_Work required_.
Using the listing below, retype only the lines from the line with "[locate] tree (one point each)" through the end, both ends included, and exclude the pictures.

_Stored records_.
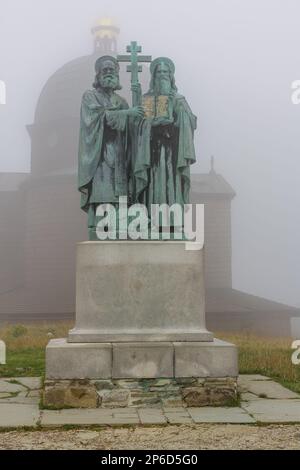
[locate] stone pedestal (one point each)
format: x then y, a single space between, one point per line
139 291
140 315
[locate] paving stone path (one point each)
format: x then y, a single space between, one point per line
262 400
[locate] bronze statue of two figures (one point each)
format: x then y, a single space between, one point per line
143 152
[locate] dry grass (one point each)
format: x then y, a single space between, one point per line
269 356
33 335
257 355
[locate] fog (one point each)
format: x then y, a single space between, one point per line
235 63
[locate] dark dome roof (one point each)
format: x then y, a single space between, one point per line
61 95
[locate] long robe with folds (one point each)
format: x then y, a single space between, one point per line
163 158
102 162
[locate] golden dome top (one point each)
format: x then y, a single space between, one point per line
105 27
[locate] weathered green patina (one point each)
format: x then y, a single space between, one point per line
103 155
143 152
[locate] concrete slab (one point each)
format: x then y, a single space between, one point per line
274 411
220 415
33 383
151 416
243 377
21 398
17 415
133 291
7 386
205 359
148 360
78 361
178 417
87 417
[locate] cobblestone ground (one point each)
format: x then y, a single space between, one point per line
194 436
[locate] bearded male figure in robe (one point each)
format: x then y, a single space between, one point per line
102 156
165 147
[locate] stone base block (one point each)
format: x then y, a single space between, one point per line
140 360
78 360
205 359
141 393
134 291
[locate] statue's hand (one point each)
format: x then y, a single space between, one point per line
136 111
162 121
136 87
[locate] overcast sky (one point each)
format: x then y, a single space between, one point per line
235 62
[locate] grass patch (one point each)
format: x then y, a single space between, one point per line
257 355
24 363
266 356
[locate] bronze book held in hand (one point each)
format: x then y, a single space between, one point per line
156 106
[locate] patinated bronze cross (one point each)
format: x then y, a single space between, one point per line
134 67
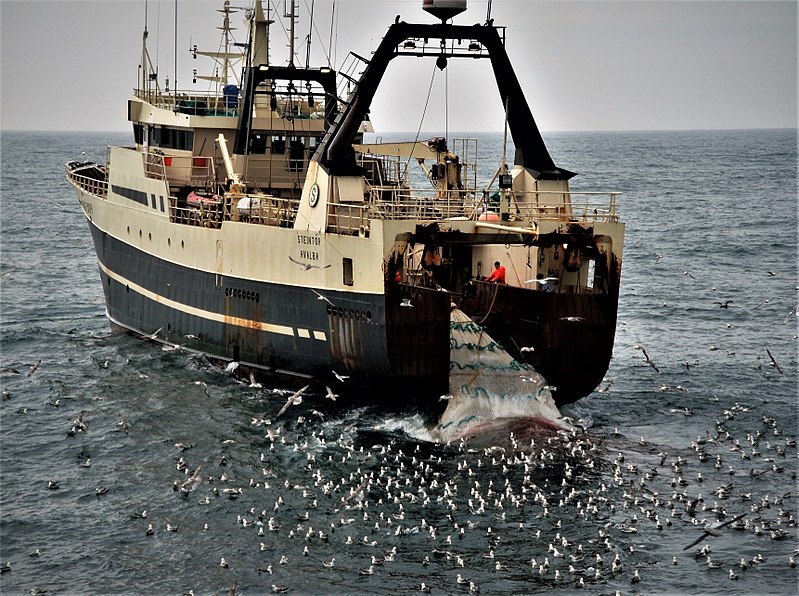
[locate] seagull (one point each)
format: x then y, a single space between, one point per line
646 356
294 400
714 531
35 367
307 266
791 314
777 366
320 297
193 482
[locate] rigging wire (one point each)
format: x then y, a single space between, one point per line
421 120
310 31
318 35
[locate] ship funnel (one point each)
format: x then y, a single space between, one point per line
444 9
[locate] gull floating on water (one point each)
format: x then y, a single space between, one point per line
294 400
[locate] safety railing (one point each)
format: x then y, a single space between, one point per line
581 207
204 215
267 210
347 219
192 103
185 170
391 202
90 184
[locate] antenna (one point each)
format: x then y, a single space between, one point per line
292 17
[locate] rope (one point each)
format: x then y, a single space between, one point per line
421 121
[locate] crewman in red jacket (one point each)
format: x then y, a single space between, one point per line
498 275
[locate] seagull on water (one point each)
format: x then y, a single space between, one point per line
294 400
330 395
646 357
774 362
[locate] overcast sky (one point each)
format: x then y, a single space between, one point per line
591 65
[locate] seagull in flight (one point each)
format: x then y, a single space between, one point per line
646 356
320 297
307 266
294 400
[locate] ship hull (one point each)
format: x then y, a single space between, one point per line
281 328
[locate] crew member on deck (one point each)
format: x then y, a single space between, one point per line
498 275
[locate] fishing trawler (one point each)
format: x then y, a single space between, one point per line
253 224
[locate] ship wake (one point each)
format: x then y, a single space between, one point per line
490 391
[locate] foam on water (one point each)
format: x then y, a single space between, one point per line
487 384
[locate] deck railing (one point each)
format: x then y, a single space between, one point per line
88 184
391 202
187 170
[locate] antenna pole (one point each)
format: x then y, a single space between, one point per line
291 35
176 56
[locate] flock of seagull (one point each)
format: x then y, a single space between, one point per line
347 510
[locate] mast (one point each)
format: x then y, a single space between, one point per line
292 17
259 48
148 74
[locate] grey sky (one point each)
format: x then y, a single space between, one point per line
591 65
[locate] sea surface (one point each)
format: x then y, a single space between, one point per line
703 436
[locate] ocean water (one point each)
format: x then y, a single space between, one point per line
706 438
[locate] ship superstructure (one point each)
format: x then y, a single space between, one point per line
256 226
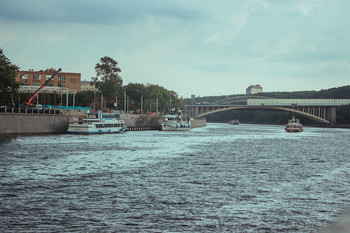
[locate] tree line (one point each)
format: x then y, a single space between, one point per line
109 89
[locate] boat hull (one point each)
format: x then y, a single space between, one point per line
169 127
295 130
89 130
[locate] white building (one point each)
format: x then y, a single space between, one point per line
253 89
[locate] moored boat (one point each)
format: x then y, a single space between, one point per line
234 122
174 122
294 125
105 123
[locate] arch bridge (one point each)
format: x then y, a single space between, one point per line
319 110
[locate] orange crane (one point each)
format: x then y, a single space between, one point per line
33 98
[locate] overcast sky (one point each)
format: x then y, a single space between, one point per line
201 47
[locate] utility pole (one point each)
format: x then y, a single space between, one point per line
94 100
125 101
101 102
141 103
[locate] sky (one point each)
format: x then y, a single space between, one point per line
200 47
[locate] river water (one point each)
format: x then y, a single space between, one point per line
220 178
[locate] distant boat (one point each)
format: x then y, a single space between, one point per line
234 122
175 122
106 123
294 125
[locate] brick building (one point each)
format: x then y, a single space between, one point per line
87 86
37 78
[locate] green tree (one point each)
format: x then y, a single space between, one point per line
8 85
107 80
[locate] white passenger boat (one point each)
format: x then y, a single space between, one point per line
105 123
234 122
294 125
175 122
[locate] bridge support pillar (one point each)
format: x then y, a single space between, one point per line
332 114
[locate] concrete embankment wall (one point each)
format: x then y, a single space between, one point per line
33 123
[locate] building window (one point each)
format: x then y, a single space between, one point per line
36 77
61 78
24 76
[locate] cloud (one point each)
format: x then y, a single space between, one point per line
305 7
95 12
6 37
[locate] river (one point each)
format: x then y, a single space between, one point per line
220 178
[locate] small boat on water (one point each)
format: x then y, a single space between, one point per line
294 125
174 122
105 123
234 122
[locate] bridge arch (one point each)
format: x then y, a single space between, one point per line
305 114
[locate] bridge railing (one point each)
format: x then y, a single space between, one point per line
297 102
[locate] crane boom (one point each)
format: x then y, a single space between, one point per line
32 99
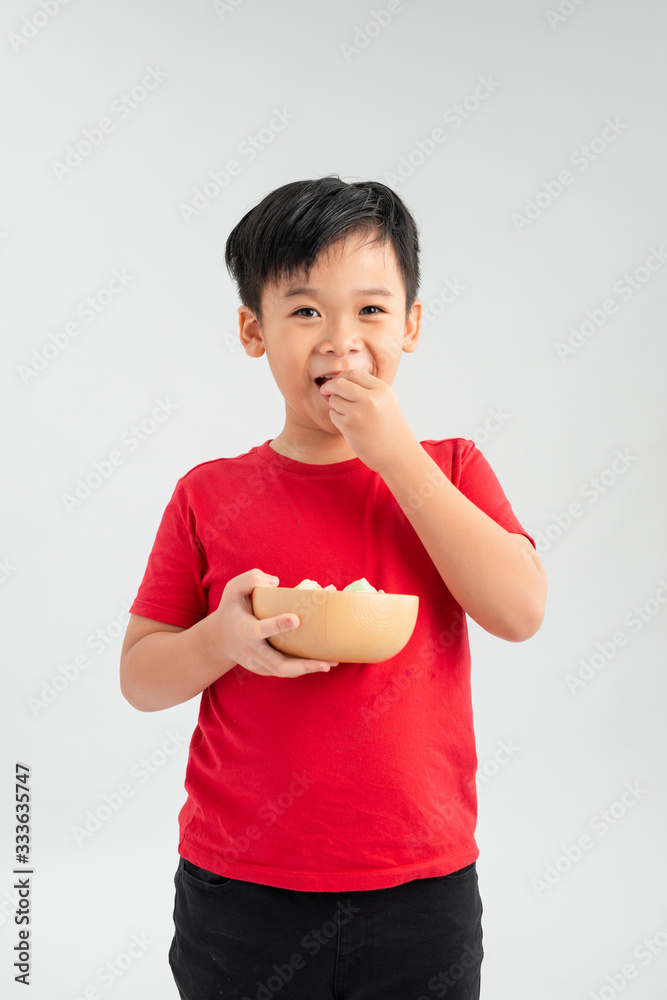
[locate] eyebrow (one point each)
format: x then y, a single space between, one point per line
304 290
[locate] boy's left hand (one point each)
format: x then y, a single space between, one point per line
367 413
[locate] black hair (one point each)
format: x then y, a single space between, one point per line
282 236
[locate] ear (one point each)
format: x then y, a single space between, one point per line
250 332
411 334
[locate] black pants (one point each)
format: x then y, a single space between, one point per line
244 941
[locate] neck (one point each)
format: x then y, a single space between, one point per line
313 448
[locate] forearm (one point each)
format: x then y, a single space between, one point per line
500 584
165 668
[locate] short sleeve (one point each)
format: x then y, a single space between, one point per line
478 482
172 590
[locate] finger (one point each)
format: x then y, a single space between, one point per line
274 626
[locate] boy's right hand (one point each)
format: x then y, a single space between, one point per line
242 637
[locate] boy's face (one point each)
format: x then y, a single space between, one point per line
350 314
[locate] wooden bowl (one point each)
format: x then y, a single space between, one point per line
347 626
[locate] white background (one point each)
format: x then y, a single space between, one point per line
362 102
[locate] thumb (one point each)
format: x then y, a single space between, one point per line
284 623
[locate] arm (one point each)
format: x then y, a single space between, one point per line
163 665
495 575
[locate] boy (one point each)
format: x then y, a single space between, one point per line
327 843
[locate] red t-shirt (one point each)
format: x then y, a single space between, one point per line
359 778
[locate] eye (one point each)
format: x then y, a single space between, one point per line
305 309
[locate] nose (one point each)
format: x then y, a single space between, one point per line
340 340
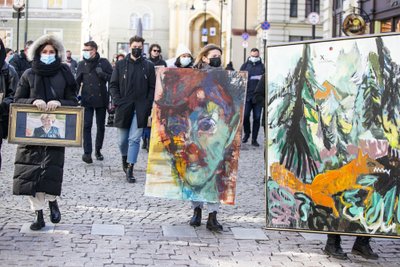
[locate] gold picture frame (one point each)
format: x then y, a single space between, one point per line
30 126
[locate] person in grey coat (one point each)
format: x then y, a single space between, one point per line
49 84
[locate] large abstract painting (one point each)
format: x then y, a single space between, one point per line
333 136
195 136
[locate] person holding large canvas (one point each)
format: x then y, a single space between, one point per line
48 85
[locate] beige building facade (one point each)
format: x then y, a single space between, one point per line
60 17
111 23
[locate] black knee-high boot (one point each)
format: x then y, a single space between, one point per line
212 223
39 221
196 219
55 214
333 247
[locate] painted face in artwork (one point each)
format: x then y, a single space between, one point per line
200 136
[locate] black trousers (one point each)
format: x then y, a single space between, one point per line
87 128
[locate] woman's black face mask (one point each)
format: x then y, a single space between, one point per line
136 52
215 62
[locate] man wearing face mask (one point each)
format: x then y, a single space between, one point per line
255 69
92 76
132 88
73 65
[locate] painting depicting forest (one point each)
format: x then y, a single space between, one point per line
333 136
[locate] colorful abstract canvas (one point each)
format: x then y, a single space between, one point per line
333 136
195 135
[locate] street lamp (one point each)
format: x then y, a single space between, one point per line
204 31
222 2
18 6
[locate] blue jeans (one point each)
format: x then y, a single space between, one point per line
87 128
257 109
146 133
129 141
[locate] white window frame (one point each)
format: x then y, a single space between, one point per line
51 30
46 4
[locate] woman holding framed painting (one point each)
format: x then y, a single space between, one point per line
48 85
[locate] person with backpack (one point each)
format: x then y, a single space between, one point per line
8 84
93 74
255 69
132 88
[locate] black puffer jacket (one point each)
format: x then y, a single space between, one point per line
93 76
40 168
255 70
8 85
132 88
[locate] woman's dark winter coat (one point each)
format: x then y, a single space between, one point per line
94 74
40 168
132 88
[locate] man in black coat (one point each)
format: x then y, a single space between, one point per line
92 76
20 62
255 69
8 85
132 88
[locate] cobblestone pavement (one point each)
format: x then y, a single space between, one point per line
98 195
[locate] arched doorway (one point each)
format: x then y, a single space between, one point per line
196 26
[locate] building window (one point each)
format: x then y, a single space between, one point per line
293 8
390 25
54 4
6 36
7 3
309 6
146 22
134 21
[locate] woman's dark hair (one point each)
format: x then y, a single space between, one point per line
92 44
136 39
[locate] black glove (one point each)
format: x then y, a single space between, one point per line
99 70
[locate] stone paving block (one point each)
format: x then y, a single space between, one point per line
48 229
107 229
179 231
314 237
248 233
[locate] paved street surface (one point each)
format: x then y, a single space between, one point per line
108 222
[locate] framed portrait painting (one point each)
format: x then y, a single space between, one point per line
62 127
333 163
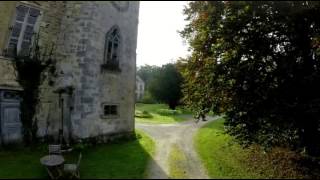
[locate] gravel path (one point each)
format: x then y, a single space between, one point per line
181 134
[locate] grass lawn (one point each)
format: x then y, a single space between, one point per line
119 160
224 158
176 165
221 156
160 114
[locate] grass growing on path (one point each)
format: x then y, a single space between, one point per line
120 160
160 114
222 157
176 162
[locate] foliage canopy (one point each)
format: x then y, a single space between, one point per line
258 63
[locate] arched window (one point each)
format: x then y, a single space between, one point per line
112 48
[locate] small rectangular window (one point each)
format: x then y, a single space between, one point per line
110 110
22 30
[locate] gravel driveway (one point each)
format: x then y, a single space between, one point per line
180 134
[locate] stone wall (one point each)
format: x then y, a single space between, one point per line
78 30
81 49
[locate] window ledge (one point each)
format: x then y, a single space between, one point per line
109 116
108 68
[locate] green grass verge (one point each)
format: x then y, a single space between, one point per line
177 160
159 114
222 157
127 159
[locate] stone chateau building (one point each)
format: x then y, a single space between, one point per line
140 86
95 48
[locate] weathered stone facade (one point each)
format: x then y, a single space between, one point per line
140 86
101 101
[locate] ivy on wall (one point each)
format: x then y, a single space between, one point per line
32 70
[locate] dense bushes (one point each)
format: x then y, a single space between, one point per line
257 62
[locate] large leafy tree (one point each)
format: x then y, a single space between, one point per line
147 72
258 63
166 85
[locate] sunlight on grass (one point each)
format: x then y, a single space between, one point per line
127 159
222 157
159 114
177 160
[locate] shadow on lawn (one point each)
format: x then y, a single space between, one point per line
125 159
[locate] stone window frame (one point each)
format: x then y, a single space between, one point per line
113 37
121 6
110 116
35 26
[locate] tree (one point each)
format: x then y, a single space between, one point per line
147 72
258 63
166 85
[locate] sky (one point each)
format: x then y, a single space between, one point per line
158 40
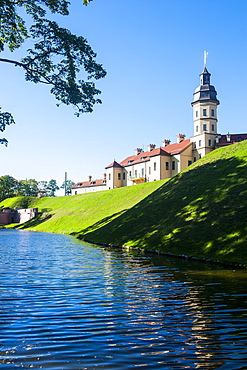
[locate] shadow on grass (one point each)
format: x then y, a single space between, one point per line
98 224
34 222
202 212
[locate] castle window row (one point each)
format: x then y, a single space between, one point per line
204 112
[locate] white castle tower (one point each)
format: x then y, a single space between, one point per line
204 115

_Written answer_.
[locate] tree (one point each)
format: x then y, a single space between, one point per line
147 72
258 63
166 85
[locate] sky (one point each)
format: x then y, a single space between, one point per line
158 40
[locate] shadow on grass (one point each)
format: x then y, a single space between, one point per line
98 224
34 222
202 212
[locate] castle window row (one point each)
format: x then y, a single space between, one point per line
204 112
[locate] white castle tower (one point each)
format: x then y, a single space between, one point per line
204 115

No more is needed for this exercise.